Requirement >> Transcribe every line of the listing below without any deviation.

Data rows >>
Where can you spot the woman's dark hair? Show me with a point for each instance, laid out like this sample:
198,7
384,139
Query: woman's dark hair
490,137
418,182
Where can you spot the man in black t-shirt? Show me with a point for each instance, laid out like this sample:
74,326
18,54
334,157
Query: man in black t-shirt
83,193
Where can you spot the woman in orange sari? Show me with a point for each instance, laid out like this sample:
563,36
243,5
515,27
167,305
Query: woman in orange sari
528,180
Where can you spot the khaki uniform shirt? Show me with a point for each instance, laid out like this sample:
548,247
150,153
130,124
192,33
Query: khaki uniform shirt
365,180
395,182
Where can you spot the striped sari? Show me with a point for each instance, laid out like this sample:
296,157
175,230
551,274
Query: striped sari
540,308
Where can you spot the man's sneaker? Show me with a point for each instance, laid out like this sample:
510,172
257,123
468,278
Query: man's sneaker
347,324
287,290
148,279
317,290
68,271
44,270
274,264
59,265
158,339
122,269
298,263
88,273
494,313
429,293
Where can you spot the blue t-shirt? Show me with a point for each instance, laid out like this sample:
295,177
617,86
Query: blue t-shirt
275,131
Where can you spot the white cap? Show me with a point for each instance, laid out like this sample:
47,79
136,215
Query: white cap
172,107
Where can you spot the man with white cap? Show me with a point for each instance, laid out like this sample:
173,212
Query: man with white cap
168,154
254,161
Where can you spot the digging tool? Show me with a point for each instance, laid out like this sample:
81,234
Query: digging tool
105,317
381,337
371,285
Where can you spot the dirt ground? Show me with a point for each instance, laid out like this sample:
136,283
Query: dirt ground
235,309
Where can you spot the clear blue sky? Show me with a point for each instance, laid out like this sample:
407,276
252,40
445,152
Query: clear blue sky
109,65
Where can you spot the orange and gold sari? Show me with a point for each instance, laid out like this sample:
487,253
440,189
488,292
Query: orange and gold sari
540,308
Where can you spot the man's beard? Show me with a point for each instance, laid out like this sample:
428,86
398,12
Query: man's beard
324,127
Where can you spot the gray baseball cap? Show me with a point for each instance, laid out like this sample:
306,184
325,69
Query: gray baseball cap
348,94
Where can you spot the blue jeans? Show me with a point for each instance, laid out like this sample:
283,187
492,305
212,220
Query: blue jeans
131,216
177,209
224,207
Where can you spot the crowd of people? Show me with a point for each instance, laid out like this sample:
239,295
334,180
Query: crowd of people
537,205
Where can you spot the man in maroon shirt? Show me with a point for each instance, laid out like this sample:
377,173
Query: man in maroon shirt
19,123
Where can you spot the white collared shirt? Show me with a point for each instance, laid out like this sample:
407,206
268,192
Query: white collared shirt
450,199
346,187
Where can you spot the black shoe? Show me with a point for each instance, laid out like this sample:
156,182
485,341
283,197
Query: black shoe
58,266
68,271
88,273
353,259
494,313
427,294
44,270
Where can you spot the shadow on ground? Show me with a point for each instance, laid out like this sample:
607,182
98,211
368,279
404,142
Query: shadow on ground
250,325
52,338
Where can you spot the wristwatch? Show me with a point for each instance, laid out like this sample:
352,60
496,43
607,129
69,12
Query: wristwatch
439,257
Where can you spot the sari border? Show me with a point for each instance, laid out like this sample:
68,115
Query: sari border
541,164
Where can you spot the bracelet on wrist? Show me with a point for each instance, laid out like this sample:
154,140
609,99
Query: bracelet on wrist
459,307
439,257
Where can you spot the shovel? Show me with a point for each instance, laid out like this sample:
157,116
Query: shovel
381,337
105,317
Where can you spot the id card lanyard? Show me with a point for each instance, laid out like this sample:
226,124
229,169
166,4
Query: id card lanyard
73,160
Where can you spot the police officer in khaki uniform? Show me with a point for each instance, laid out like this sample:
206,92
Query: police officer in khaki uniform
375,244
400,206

The reply >>
Where can you spot the woman's dark hair? Show me with a point for each instance, laid out like this sample:
198,7
384,139
Query: woman's dark hair
490,137
418,182
Where can you spot the man in black t-shirt? Show me with a point for each instance, laid out like this sample:
74,326
18,54
334,157
Query: man in black t-shirt
83,193
Where can you spot the woman in orange sari? Show me with a point for each instance, laid out like this sample:
563,36
243,5
515,27
167,305
Query: woman in orange sari
528,180
Where can you spot the khaki uniform shirt? Show me with a point for each instance, laid out like this sample:
548,247
150,153
130,124
192,33
Query: khaki uniform shirt
365,180
395,182
Where can you spot the striped sari? Show me with a point for each instance, laid out like this sample:
296,157
175,230
551,274
Query: striped sari
540,308
Where can you spot the man's sneaker? Show me with a point for each instance, laid out like this sample:
510,172
257,123
468,278
Query: man's sneaker
347,324
287,290
148,279
317,290
68,271
44,270
274,264
59,265
158,339
122,269
298,263
88,273
494,313
429,293
Where can you spot the blue t-shirt? Show me with a point for each instance, laid out like this sample:
295,177
617,86
Query: blue t-shirt
275,131
Where can you spot the white cap? Show me with a point for each instance, laid out like this sample:
47,79
136,215
Query: white cap
172,107
Where can you spot the man with white cap? Show me with a point for each instance, laid out like this sample:
173,212
Query: man with white cap
168,154
254,161
Where can you spot the digging tool? Show me with a point for each instance, laid out like this sample:
81,234
Query: digging tool
105,317
381,337
371,285
Where can you spot the dirt ground? Show me with a point for each instance, laid out like this sample:
136,283
Query: dirt ground
235,309
Where can you spot the clear blue sky? Show me with a point for each instance, laid out like this sample:
407,276
252,40
445,152
Query: clear blue sky
109,65
Where can you spot the orange and gold sari? Show me with a point for each instance, laid out like this sample:
487,253
440,189
488,292
Query: orange and gold sari
540,308
Where can you spot the man's beard? Show me with a point for each instance, laid out like this sample:
428,86
398,12
Query: man's beard
324,127
Where can you spot the gray baseball cap? Show me with a point for each instance, laid out like this sample:
306,184
325,69
Query: gray baseball cap
348,94
Where can you spot the blue jeans? Show me with a point for each instance, laid out like this sample:
283,187
492,305
212,220
Query: blue jeans
131,216
177,209
224,207
Where can you spot the crowd of people? Show me with a point for each instance, laid out like this sample:
239,295
334,180
Query: crowd of people
537,205
Where can you spot the man in maroon shirt? Show me with a point for each instance, laid out like this sample:
377,173
Query: man in maroon shirt
19,123
Where can you spot the white collared shirt? Show me with a point for each instance, laid out like this sample:
407,206
268,192
Query: white collared shirt
450,199
346,187
Where can you spot the black shoe? Show me with a point for each instance, laid out like this sample:
156,182
485,341
283,197
Query: black shoe
58,266
68,271
88,273
353,259
494,313
427,294
44,270
Where can you spot the shadow on ground? Show me with a point for each instance, laid out like this sample:
607,182
98,211
368,279
404,142
Query: shadow on ground
250,325
52,338
Where can you spot the wristwatch? Show me with a point for each instance, laid out like this sample:
352,60
496,43
607,129
69,12
Query: wristwatch
439,257
Where can you spot the sari border? Show me with a point for each instance, laid out like this sample:
68,115
Query: sari border
541,164
Where can you spot the bracelet on wrist? Show me with a point for each instance, laid out like this sample:
154,140
609,99
Query: bracelet on wrist
459,307
439,257
Where can you spot the shovel? Show me with a point for each instance, laid out like this sample:
157,116
Query: shovel
381,337
105,317
Where can you spot the id card lanyard? Show me with a point for each instance, laid out like this sample:
226,124
229,169
166,4
Query: id card lanyard
73,160
Where can you spot the police officer in khaki uniform? Show me with a point for each instance, laid out like this sample:
206,92
Query: police officer in khaki uniform
375,244
400,206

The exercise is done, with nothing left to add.